:: Source ::
***
La creute des artistes 2eme partie

Nous allons terminer la visite de cette carrière par des sculptures dont  les noms des auteurs sont parvenus jusqu’à nous. Il est étonnant de constater le nombre de réalisations de haute tenue que l’on peut admirer dans cette carrière, métamorphosant ainsi les couloirs en galeries … d’arts.
Concours de circonstances qui regroupa plusieurs artistes au même endroit au cours de l’année 1916 ? Peut-être…
Enterré, ce refuge abritait un important poste de commandement relativement tranquille où les officiers, issus de classes sociales supérieures, retrouvaient un semblant d’environnement rappelant celui de leurs vies bourgeoises.
L’entrée de cette carrière se parcourt sous le regard énigmatique de cette monumentale tête de sphinx quelque peu inattendue en cet environnement picard.


La photo (Album Valois) de la sculpture en cours d’élaboration par Leclabart donne une idée des proportions monumentales.

 

Louis Leclabart, sculpteur et dessinateur, était affecté au 12e Régiment d’Infanterie Territoriale en raison de son âge (plus de 34 ans au moment du conflit). Les territoriaux, surnommés « pépères », bien que considérés comme trop âgés pour participer aux combats, furent malgré tout sollicités en 1914. Nommé caporal et brancardier en 1916, Leclabart fut cantonné dans cette creute relativement calme où il put exprimer son talent.(Album Valois)


Il mit à profit un volume laissé par les carriers pour décorer le fronton des logements des officiers. Ce haut-relief possède une haute valeur symbolique, le mythe de Jeanne d’Arc ayant pris une grande ampleur nationale suite à la guerre de 1870.


La représentation altière était surmontée d’une devise aujourd’hui disparue: Nous les bouterons hors de France. Au pied de l’icône nationale, on peut distinguer les restes d’une croix de Lorraine.

 

Plus léger, il décora un angle de la carrière avec cette fantaisie imitant une fontaine surmontée d’un joli mascaron reposant sur deux volutes, le tout dans un style Art nouveau.
***
:: Données ::
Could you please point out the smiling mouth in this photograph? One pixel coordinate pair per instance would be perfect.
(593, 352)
***
:: Travail demandé ::
Rédigez la suite du texte sur les sculptures de la creute des artistes, à partir de sa dernière phrase.

:: Résultat attendu ::
La reconnaissance de son talent auprès des troupes se concrétise par l’illustration de la une du journal Hurle Obus


Démobilisé, il reprit son activité notamment en réalisant plusieurs monuments aux morts.
On peut se faire une idée de son talent artistique hand-cursor

 

Le brigadier Jacques Cadars était un ancien élève des Beaux Arts. Affecté au 4e Régiment de cuirassiers, on lui doit ce grand bas-relief représentant un dragon aux flancs grisés par l’humidité. Cuirasses et chevaux ont été abandonnés en 1917, la sculpture serait-elle antérieure à cette date ?



Né en 1895, son âge ne le mit pas à l’abri du front où sa vocation d’artiste fut brutalement stoppée le 27 Octobre 1918 à Thermes dans l’Argonne.

 

Il faut pénétrer dans les galeries pour découvrir cette femme aguichant le spectateur à l’aide d’un sein dévoilé. L’auteur, un certain Bucher a légendé ce sourire fripon d’un : Souvenir de la Légion 5 Cie.


Légionnaires soupçonnés également d’utiliser la piquette comme butin!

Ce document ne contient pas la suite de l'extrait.